Point-based annotation listing:
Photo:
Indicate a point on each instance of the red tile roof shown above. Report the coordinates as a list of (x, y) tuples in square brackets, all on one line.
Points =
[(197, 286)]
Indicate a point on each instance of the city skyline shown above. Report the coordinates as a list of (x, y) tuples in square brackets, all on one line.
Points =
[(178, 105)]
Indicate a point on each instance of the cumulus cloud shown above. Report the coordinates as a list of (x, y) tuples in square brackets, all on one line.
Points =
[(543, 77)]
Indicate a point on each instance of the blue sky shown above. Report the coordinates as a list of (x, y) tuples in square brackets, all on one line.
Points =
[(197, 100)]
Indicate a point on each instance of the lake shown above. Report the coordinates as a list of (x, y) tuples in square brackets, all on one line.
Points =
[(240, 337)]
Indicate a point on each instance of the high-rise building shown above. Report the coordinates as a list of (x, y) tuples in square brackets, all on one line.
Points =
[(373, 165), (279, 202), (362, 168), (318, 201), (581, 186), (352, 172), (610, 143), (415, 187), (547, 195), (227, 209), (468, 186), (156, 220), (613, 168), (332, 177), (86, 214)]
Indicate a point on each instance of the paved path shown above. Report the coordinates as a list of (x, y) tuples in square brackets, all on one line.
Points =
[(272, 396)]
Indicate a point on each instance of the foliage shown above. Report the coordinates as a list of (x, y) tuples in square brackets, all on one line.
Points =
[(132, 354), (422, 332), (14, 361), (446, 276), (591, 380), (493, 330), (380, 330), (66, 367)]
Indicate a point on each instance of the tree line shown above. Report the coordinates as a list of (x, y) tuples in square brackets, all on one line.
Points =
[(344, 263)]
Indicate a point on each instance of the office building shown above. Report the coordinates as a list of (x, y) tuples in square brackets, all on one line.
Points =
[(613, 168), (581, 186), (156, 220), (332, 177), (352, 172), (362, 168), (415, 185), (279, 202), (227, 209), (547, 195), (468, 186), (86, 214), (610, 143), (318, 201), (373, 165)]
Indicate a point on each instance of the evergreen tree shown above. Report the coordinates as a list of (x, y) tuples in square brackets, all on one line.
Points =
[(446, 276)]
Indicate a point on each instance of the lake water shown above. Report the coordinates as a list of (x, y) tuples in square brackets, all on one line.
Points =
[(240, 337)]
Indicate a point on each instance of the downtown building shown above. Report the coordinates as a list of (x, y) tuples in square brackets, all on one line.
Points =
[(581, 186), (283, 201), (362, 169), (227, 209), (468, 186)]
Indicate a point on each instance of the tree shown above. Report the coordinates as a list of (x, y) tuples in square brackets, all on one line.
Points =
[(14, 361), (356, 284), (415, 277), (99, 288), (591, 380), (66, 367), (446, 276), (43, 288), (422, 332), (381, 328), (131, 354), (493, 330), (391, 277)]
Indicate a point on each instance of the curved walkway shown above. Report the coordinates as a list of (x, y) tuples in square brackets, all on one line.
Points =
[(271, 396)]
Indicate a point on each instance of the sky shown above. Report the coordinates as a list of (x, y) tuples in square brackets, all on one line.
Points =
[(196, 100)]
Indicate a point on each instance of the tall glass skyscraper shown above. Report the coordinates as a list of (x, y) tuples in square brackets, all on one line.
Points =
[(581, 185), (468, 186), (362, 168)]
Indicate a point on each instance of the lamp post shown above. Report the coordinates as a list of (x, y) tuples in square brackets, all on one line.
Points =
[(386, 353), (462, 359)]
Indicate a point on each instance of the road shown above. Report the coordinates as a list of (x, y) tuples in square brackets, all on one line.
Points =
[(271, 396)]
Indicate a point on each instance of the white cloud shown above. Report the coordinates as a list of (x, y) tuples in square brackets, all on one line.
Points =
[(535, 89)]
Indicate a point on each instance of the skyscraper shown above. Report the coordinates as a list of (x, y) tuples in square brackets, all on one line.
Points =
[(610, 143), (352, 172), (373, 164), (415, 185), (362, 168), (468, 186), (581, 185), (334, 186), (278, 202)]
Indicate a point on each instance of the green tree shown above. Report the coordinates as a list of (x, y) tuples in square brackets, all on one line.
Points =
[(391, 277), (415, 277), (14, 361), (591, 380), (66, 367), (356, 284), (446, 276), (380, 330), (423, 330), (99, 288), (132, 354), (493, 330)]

SET EXERCISE: Please copy out, word for word, the lines of the listing from the one containing "Indicate a point on each instance of the blue" through the one containing "[(197, 100)]", including both of those lines.

FULL ANSWER:
Indicate a point on each instance of the blue sky shown above. Report the coordinates as a list of (x, y) tuples in square brackets, all on one line.
Points =
[(197, 100)]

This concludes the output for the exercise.